____ Supplied entries

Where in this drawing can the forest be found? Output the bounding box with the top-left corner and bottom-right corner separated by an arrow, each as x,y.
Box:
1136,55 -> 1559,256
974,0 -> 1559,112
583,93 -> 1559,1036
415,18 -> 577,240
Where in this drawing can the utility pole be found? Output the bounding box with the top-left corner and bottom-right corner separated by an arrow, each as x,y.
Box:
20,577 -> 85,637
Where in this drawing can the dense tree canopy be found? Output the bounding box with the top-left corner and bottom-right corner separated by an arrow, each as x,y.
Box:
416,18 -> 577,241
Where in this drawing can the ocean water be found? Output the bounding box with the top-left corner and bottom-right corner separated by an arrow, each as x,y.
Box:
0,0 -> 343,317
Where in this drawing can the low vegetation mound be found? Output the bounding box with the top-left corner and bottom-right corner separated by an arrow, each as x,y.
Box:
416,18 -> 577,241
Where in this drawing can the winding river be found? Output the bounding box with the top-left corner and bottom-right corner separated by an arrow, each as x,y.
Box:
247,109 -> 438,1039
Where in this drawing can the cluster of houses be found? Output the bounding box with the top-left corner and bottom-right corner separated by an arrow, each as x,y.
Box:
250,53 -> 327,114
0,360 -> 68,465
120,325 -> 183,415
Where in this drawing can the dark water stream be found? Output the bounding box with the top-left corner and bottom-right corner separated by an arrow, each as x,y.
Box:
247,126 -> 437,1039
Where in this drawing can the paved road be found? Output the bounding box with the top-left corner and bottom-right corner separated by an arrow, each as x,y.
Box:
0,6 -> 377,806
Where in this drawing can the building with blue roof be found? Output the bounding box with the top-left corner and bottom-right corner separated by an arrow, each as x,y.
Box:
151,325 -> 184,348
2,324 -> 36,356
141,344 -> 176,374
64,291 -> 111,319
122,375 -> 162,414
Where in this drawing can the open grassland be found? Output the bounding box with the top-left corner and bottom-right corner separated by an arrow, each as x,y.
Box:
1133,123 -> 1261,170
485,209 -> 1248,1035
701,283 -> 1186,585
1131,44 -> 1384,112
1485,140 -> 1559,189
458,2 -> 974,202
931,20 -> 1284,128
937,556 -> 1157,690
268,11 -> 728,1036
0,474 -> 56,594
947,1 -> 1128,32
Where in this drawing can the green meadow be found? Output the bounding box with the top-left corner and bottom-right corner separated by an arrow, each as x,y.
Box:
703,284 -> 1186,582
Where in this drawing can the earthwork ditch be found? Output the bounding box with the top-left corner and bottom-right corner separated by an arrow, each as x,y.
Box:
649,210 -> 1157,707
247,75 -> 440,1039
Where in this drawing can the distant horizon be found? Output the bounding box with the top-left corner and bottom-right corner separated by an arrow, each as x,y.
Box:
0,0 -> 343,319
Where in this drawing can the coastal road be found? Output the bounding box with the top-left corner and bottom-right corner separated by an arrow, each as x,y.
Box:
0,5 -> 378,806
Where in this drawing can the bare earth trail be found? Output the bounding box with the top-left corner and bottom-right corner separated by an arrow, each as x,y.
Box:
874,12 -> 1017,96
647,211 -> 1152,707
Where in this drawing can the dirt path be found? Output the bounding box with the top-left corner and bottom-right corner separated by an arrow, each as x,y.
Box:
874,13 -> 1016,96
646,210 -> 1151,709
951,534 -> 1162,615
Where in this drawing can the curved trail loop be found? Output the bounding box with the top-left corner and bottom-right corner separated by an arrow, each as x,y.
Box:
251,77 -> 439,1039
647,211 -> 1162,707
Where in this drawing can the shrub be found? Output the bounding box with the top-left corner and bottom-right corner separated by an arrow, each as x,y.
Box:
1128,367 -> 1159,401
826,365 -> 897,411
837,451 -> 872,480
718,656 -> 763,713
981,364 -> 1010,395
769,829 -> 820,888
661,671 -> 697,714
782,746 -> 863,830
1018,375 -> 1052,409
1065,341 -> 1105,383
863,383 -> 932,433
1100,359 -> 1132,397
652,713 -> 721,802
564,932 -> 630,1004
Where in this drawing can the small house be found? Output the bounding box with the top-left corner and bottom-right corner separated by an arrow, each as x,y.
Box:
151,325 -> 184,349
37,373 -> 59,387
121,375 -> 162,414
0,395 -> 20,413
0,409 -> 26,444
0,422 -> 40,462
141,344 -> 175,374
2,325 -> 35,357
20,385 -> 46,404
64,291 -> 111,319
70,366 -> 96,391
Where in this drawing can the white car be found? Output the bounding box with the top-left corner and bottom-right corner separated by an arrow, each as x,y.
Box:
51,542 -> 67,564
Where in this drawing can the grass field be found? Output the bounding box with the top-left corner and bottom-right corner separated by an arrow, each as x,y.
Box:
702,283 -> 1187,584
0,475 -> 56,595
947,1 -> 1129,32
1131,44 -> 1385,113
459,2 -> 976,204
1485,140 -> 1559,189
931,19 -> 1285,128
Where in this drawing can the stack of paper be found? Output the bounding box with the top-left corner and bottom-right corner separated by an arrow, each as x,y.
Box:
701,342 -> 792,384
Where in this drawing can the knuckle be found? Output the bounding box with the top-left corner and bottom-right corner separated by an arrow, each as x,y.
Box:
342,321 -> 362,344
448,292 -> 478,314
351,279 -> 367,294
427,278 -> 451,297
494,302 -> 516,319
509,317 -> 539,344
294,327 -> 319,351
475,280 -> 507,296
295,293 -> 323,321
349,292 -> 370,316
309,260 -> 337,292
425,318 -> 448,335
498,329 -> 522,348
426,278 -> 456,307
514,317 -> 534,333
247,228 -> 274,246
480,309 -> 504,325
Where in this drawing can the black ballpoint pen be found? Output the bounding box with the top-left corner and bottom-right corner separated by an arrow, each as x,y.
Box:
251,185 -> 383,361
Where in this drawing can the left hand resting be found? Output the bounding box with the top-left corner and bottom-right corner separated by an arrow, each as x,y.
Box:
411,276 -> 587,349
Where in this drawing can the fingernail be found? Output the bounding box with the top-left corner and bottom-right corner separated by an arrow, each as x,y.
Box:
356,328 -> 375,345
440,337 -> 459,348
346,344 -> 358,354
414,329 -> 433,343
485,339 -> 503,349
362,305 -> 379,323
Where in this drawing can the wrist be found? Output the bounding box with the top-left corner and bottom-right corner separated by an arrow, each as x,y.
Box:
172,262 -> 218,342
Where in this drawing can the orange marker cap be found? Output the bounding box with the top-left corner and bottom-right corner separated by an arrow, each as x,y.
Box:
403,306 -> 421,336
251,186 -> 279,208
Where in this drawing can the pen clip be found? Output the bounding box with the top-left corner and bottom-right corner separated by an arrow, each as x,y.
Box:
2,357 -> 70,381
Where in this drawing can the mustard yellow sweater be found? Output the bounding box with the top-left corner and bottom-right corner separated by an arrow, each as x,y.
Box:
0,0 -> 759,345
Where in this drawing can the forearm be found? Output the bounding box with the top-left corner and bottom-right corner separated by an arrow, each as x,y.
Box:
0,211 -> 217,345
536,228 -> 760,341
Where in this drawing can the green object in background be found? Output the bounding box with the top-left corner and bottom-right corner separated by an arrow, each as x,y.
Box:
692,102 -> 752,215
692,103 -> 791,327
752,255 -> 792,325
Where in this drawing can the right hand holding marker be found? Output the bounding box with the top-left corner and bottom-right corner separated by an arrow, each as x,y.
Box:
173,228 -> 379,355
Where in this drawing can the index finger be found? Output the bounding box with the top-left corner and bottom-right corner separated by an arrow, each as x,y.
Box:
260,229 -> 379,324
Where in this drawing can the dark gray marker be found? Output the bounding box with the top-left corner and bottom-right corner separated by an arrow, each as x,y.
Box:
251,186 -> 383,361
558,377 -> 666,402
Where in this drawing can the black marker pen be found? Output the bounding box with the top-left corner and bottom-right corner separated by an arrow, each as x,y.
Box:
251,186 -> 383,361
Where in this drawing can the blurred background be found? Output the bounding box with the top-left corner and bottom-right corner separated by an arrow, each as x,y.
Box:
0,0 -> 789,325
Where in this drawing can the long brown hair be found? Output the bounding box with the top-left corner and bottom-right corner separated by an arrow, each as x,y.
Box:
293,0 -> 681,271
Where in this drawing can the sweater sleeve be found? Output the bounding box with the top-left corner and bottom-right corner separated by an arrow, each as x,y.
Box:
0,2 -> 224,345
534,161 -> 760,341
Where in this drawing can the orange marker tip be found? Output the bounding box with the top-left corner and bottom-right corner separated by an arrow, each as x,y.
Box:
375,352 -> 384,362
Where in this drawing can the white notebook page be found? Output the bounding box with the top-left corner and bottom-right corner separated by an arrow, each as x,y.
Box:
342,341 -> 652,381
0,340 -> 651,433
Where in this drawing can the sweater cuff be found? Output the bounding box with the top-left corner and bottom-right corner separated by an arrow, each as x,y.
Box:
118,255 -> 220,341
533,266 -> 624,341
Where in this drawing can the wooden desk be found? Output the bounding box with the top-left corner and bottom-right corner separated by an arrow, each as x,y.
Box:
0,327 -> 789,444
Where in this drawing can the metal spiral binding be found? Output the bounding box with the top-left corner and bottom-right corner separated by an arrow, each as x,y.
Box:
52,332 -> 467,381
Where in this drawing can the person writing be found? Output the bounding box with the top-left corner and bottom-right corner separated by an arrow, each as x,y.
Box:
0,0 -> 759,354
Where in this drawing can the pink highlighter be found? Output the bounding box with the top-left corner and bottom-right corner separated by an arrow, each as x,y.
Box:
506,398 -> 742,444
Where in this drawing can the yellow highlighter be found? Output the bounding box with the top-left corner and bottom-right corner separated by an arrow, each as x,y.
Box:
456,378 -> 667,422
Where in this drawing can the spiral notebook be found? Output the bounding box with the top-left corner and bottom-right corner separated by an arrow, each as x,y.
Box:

________

Work required. Select every line in the records above that contains the word "road".

Answer area.
Where in this drawing can the paved road be found? Output the bounding box with the top-left corner and bottom-right corner separated by an arrow, each as x,y.
Where in this drawing can the coastal road be found? Output the bounding box with the top-left corner and bottom-right corner separated by an arrow, each as x,y.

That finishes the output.